L’associazione umanitaria, attiva in tutto il mondo, ha condotto più di 250 interviste nei cosiddetti “campi satellite” presenti in sei  città dello stato di Borno. Lì l’esercito nigeriano ha sottratto quei territori alle milizie di Boko Haram nel 2015. Da quel momento chi abitava nei villaggi è stato costretto a seguire i soldati nei campi, altrimenti sarebbero stati fucilati. Non avevano scampo, dovevano semplicemente obbedire.

Chi si rifiutava di avere rapporti sessuali coi soldati sarebbe stato lasciato morire di fame: questo hanno raccontato le donne ad Amnesty International che ha diffuso il contenuto agghiacciante delle interviste. L’unico modo per continuare a sopravvivere era quello di concedersi a loro quando ne avevano voglia. Fidanzarsi coi soldati per non morire di fame, in altre parole. In alcuni casi le donne intervistate hanno persino assistito alla morte dei loro familiari poiché privati del cibo per giorni.

[Righe estratte]
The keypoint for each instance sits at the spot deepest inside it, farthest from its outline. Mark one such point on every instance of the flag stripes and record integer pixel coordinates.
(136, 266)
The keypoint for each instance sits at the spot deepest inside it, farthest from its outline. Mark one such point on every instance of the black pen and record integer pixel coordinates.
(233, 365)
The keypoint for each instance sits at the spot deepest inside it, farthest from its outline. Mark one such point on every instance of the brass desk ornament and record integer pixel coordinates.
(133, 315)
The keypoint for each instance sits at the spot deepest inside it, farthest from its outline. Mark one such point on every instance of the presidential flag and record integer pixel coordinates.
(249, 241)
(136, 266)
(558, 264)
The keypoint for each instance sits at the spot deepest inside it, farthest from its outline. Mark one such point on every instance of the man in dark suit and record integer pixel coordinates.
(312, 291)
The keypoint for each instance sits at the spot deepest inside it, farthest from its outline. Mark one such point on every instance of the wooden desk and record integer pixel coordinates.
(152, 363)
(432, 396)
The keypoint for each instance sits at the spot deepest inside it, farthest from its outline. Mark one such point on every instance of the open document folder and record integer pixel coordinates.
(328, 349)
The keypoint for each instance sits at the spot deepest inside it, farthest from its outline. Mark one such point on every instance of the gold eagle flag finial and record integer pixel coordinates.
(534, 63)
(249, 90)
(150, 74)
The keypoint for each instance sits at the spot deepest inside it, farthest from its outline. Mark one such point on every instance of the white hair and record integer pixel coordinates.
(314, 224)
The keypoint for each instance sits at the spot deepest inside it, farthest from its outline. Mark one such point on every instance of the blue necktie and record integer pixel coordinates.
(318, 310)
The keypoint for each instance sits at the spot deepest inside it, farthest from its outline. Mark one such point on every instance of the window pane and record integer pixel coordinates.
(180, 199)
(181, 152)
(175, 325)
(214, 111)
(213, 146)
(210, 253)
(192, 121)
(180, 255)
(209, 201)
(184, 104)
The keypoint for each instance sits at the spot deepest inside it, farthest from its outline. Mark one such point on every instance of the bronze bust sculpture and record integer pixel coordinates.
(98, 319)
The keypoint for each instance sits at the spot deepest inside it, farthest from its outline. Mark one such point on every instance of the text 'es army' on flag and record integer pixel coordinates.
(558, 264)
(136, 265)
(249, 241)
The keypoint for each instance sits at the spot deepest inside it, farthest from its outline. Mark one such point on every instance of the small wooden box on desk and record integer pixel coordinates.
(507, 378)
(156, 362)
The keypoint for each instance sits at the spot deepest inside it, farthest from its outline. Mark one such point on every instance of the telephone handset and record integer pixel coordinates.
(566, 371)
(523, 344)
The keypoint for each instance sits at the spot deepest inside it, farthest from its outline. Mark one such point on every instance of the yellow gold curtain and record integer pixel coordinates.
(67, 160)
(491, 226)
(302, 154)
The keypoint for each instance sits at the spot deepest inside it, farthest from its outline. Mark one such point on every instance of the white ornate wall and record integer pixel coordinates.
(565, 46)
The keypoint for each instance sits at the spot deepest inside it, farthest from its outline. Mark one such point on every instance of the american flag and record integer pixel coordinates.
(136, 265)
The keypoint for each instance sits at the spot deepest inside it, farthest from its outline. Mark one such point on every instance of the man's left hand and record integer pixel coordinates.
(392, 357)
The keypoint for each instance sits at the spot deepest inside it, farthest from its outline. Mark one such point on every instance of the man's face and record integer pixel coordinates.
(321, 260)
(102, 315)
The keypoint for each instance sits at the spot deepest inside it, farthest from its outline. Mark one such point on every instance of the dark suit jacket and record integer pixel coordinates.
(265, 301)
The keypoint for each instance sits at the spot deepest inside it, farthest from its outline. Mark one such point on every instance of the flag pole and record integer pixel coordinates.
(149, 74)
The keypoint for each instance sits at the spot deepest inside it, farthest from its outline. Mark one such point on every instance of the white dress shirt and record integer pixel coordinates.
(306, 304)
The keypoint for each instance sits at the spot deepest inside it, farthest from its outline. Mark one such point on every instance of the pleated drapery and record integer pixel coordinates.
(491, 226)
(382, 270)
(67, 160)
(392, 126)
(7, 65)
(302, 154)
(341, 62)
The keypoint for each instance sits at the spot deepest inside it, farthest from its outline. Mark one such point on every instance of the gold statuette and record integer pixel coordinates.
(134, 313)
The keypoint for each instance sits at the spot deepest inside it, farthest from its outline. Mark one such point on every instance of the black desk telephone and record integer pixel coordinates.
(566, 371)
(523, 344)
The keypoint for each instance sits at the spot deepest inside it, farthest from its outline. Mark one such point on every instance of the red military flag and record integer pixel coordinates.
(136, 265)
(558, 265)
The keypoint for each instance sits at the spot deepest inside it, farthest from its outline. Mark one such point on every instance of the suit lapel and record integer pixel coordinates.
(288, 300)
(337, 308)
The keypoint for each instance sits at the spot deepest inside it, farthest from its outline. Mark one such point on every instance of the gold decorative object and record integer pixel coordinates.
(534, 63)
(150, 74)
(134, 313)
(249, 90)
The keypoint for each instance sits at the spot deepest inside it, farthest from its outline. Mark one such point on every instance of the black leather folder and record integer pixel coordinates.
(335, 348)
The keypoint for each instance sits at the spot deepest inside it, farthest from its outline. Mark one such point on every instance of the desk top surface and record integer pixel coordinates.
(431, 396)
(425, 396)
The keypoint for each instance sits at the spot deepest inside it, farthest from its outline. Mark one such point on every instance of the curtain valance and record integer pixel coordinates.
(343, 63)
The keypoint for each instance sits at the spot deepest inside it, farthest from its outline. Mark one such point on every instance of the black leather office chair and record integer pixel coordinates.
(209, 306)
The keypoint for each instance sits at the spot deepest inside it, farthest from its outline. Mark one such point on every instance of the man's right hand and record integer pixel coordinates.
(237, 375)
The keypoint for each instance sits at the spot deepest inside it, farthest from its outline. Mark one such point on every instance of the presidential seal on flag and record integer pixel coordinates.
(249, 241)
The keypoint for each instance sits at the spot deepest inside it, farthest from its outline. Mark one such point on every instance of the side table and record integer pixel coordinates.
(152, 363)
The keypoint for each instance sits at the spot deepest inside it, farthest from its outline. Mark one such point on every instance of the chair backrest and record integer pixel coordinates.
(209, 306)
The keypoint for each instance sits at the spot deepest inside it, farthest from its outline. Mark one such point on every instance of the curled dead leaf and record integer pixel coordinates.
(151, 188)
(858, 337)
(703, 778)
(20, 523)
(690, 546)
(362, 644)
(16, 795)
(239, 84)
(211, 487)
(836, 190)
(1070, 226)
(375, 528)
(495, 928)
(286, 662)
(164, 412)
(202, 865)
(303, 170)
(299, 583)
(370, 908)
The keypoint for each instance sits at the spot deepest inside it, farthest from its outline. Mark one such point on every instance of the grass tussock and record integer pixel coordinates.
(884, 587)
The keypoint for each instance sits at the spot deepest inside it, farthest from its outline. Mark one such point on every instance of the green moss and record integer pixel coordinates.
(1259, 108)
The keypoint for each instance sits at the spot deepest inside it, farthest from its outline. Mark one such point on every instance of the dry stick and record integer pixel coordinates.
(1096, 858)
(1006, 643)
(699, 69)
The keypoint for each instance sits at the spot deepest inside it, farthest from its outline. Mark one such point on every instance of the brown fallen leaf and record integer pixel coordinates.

==

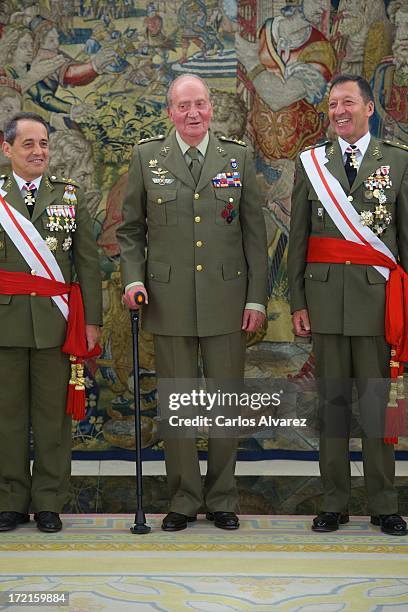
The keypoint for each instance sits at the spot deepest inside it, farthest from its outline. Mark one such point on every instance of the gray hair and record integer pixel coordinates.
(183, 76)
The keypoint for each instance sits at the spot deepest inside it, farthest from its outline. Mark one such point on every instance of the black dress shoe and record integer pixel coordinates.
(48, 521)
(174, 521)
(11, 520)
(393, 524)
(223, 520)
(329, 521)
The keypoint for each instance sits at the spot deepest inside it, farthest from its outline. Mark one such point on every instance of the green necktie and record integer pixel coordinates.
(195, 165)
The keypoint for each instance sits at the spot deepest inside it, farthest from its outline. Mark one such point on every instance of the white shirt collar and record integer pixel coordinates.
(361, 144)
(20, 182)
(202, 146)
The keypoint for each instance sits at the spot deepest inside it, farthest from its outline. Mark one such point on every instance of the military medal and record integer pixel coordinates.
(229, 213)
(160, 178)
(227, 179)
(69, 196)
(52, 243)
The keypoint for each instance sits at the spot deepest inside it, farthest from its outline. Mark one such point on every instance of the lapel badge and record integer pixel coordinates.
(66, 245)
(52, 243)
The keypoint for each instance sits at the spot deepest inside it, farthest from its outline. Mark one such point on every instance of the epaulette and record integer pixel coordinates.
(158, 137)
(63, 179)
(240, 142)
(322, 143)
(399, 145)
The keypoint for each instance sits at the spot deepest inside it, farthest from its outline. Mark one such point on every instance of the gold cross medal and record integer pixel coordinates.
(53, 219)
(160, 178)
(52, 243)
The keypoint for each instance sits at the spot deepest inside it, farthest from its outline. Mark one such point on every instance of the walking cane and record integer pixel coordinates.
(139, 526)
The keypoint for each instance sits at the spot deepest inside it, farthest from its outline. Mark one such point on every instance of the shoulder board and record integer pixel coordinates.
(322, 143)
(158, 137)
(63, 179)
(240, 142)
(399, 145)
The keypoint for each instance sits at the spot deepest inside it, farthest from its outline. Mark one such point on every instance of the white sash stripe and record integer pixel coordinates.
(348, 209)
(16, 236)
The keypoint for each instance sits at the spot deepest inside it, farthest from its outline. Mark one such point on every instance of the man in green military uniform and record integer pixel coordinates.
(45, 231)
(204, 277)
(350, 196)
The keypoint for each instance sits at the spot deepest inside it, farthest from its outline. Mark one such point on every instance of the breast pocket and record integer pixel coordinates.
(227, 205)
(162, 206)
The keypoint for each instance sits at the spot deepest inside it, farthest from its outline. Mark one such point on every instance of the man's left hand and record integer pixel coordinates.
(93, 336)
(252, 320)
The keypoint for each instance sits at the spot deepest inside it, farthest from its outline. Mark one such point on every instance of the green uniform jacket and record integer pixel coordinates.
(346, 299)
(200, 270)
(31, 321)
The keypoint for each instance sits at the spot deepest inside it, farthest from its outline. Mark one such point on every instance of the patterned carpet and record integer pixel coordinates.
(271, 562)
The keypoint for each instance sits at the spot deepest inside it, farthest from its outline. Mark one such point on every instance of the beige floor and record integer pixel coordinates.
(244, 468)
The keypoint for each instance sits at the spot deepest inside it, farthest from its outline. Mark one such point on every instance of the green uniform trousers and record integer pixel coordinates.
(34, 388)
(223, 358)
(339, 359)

## Consegne:
• A. Calcola quante righe contengono la parola "wooden", tenendo conto di maiuscole e minuscole. Scrivi soltanto il numero.
• B. Prosegui il testo sulle interviste di Amnesty International nei campi dello stato di Borno, partendo dopo la sua ultima frase.

## Soluzioni:
• A. 2

• B.
Centinaia i morti nell’Ospedale di Bama nel periodo che va dagli inizi del 2015 alla metà del 2016. Ad allarmare sono soprattutto i dati che riguardano la base militare di Giwa all’interno della quale, sempre secondo il rapporto dell’associazione umanitaria, da metà 2015 ci sarebbero centinaia di donne prigioniere con i loro figli.